┌─ RECORDS FOR THIS TASK

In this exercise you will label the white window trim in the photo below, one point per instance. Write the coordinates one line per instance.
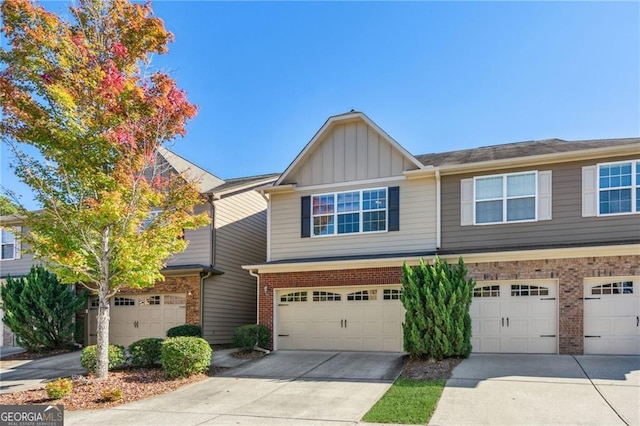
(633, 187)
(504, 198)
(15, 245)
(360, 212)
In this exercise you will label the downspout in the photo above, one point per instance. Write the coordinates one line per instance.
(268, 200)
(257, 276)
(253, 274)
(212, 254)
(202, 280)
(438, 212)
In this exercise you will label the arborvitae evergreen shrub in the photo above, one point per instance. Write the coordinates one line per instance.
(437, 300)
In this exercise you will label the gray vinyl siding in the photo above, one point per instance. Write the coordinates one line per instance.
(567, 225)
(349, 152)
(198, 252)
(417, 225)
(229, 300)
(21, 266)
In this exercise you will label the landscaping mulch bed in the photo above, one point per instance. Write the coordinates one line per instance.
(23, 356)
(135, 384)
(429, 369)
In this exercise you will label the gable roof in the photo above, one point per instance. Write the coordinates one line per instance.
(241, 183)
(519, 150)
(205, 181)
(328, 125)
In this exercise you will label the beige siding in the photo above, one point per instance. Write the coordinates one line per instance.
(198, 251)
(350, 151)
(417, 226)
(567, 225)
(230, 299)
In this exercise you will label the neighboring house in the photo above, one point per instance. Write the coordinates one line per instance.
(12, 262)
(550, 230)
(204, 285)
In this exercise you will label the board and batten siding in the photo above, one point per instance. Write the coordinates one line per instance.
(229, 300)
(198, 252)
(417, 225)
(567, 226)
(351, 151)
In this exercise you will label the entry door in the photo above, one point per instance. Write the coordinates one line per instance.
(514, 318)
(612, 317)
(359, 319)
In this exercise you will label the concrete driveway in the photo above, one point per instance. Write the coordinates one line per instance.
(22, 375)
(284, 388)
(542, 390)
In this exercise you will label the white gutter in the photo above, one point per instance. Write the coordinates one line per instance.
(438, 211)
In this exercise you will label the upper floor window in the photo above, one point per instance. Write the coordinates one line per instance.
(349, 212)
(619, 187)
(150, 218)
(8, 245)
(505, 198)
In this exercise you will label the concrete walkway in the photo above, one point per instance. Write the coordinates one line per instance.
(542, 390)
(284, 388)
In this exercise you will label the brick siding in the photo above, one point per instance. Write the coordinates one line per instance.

└─

• PROBLEM TO SOLVE:
Please format all the data above as a numbered list, one line per item, with blank lines dropped and the pictures left out.

• TASK ANSWER:
1. In this exercise you will label the white window trim in the photo below, one point per instance. Write the coordinates one line per instance.
2. (633, 187)
3. (504, 198)
4. (15, 245)
5. (360, 212)
6. In this exercise you will label the downspout in the photo above, one point per instance. Write the coordinates one line per instance.
7. (268, 200)
8. (257, 276)
9. (253, 274)
10. (212, 254)
11. (202, 280)
12. (438, 212)
13. In this exercise you will label the arborvitae evergreen shrub in the photo above, one point per instance. Write the coordinates one line per instance.
14. (437, 300)
15. In this exercise you will label the gray vinyl siding in the photo above, one point per instance. Write the coordinates one line per instance.
16. (567, 225)
17. (349, 152)
18. (198, 252)
19. (417, 225)
20. (229, 300)
21. (21, 266)
22. In this exercise you will label the landscaping mulch bed in the photo above, one point per instance. Write the coordinates one line per instance.
23. (23, 356)
24. (135, 384)
25. (429, 369)
26. In this exercise you will label the gable roof in the photo above, one point per instance. Write the coordinates one line per instance.
27. (241, 183)
28. (519, 150)
29. (205, 181)
30. (328, 125)
31. In this exercise you will label the beige siding in the photo above, one point per instance. Write the coordinates one line per instance.
32. (198, 251)
33. (350, 151)
34. (417, 226)
35. (567, 225)
36. (230, 299)
37. In this exercise you will label the neighboring house in the photo above, one point per instance. Write the coordinates one line per instance.
38. (12, 262)
39. (550, 230)
40. (204, 285)
41. In this exercise you will label the board and batten siding in the photo above, one point per instance. Write the coordinates one line per instance.
42. (229, 300)
43. (198, 252)
44. (417, 225)
45. (567, 226)
46. (351, 151)
47. In this exercise you will label the entry door in the photo above, one point per instance. Write the coordinates one line per instance.
48. (514, 318)
49. (612, 317)
50. (359, 319)
51. In this exercise you will label the concrete driveway in the photo above, one point per instance. Write the coordinates one line per instance.
52. (22, 375)
53. (284, 388)
54. (542, 390)
55. In this exercise you will label the white gutter in the photo above, one point per instance. Write the coordinates one line per instance.
56. (438, 211)
57. In this exercise you will label the upper floor window in the photo above, one point per instance. Write the coordinates one line per instance.
58. (349, 212)
59. (619, 187)
60. (150, 218)
61. (8, 245)
62. (505, 198)
63. In this exercise you will label the concrete walkway in the photo above, one point per instance. Write the coordinates one line per instance.
64. (542, 390)
65. (284, 388)
66. In this exercise you will label the brick siding in the photo above, one point per instance. Write the coordinates one line per instance.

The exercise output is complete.